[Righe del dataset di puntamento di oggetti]
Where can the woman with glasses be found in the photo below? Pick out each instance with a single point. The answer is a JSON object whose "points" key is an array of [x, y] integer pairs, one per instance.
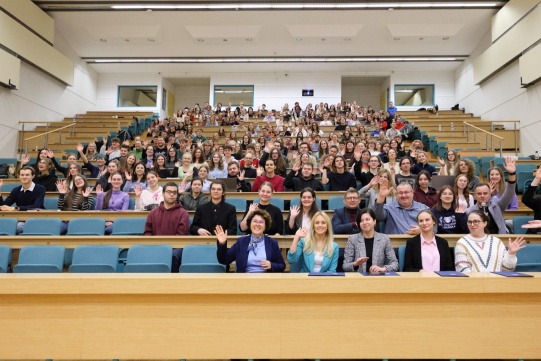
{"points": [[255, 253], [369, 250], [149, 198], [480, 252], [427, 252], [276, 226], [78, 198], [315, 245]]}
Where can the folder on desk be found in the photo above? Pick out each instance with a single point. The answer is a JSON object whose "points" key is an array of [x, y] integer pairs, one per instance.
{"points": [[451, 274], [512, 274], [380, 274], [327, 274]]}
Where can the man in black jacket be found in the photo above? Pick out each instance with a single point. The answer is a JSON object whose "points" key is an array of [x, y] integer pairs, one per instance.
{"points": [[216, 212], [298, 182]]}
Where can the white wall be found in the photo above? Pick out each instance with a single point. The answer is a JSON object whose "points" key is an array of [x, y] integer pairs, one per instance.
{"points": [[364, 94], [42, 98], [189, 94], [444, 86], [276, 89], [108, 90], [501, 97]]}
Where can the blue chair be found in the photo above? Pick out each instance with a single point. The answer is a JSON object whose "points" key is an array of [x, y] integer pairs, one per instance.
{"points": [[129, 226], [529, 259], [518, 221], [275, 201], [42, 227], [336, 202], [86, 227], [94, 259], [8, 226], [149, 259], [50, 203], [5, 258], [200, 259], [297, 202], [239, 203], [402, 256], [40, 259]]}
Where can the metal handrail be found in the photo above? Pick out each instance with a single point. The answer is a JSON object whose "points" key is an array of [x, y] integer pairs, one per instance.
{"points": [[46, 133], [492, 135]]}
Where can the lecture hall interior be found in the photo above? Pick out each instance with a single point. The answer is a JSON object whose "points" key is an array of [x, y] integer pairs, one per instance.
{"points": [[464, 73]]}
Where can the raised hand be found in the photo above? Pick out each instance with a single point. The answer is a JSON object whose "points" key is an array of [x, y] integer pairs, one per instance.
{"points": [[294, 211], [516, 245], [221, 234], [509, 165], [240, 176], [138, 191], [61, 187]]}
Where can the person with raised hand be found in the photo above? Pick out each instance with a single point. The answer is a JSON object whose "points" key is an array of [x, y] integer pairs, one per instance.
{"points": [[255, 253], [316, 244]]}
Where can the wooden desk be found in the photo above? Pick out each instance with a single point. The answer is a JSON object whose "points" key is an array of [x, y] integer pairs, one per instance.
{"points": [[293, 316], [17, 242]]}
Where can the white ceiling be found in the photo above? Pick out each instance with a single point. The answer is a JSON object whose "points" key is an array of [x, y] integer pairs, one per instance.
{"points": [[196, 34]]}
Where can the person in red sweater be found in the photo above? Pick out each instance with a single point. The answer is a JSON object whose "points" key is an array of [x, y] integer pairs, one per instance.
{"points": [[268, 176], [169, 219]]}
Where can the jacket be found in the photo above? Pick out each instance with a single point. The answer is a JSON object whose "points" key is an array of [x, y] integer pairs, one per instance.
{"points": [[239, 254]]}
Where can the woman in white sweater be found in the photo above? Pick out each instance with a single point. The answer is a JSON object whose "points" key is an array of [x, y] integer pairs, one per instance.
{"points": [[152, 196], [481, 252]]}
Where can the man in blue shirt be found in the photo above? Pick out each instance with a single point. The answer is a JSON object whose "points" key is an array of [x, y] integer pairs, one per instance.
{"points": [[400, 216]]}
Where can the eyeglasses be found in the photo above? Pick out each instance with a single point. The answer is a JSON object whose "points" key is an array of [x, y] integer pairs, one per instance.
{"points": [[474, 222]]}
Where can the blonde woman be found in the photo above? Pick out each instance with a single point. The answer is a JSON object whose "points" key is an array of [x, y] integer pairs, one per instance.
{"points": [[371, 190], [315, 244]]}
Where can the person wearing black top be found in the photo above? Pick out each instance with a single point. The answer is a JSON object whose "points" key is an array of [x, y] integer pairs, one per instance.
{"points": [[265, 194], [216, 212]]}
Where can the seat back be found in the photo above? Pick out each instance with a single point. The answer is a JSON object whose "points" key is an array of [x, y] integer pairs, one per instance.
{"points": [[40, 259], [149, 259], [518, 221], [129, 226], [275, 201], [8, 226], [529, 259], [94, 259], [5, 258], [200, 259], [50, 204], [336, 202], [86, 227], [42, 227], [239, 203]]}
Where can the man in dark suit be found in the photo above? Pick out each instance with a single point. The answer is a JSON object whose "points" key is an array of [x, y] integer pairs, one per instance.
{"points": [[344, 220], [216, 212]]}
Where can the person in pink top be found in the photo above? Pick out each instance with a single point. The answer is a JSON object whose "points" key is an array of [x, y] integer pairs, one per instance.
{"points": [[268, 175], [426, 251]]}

==

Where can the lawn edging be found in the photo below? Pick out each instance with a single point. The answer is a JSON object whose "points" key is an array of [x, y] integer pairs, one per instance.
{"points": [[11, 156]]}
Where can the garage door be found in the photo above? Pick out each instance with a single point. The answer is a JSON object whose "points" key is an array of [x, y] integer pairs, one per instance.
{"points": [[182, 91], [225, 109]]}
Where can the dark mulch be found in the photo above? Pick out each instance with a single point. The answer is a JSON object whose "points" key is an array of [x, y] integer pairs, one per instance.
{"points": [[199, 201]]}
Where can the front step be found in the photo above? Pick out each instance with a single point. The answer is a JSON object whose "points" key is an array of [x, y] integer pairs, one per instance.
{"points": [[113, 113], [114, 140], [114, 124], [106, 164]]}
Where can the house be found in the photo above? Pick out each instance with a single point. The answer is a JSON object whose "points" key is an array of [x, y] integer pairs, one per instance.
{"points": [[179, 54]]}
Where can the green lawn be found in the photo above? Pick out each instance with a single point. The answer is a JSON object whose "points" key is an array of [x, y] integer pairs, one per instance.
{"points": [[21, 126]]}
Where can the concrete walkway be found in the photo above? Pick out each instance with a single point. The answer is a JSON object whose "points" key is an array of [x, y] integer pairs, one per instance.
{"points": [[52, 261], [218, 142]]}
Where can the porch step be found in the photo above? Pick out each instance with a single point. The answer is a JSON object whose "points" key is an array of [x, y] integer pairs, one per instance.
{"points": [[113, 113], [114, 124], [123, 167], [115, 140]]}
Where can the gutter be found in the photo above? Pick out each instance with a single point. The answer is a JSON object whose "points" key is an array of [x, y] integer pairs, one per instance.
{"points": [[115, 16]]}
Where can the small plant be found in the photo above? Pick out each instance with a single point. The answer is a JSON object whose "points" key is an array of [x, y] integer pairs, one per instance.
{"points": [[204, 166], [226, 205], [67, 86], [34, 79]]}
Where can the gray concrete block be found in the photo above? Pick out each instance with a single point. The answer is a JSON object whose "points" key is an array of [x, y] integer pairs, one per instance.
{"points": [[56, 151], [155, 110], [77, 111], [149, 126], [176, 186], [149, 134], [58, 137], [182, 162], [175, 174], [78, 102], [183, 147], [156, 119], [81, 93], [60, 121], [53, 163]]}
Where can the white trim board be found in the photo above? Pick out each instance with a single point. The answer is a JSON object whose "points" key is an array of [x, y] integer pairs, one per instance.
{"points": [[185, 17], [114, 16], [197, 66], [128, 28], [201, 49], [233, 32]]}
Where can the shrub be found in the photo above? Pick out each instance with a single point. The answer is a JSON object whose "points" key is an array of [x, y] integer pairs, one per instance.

### COSA FARE
Filtra i dati qui sopra, per favore, copiando ogni riga che contiene la parola "dark". Maiuscole e minuscole contano.

### RISULTATO
Where can the man in dark suit be found in the photo above? Pick out each instance with a single point. The answer is a JSON object whose "points" key is an array of [x, y] integer pairs, one per instance.
Where can the dark mulch be found in the photo above? Pick out each instance with a single point. The answer is a JSON object whose "points" key is an array of [x, y] integer pairs, one per instance.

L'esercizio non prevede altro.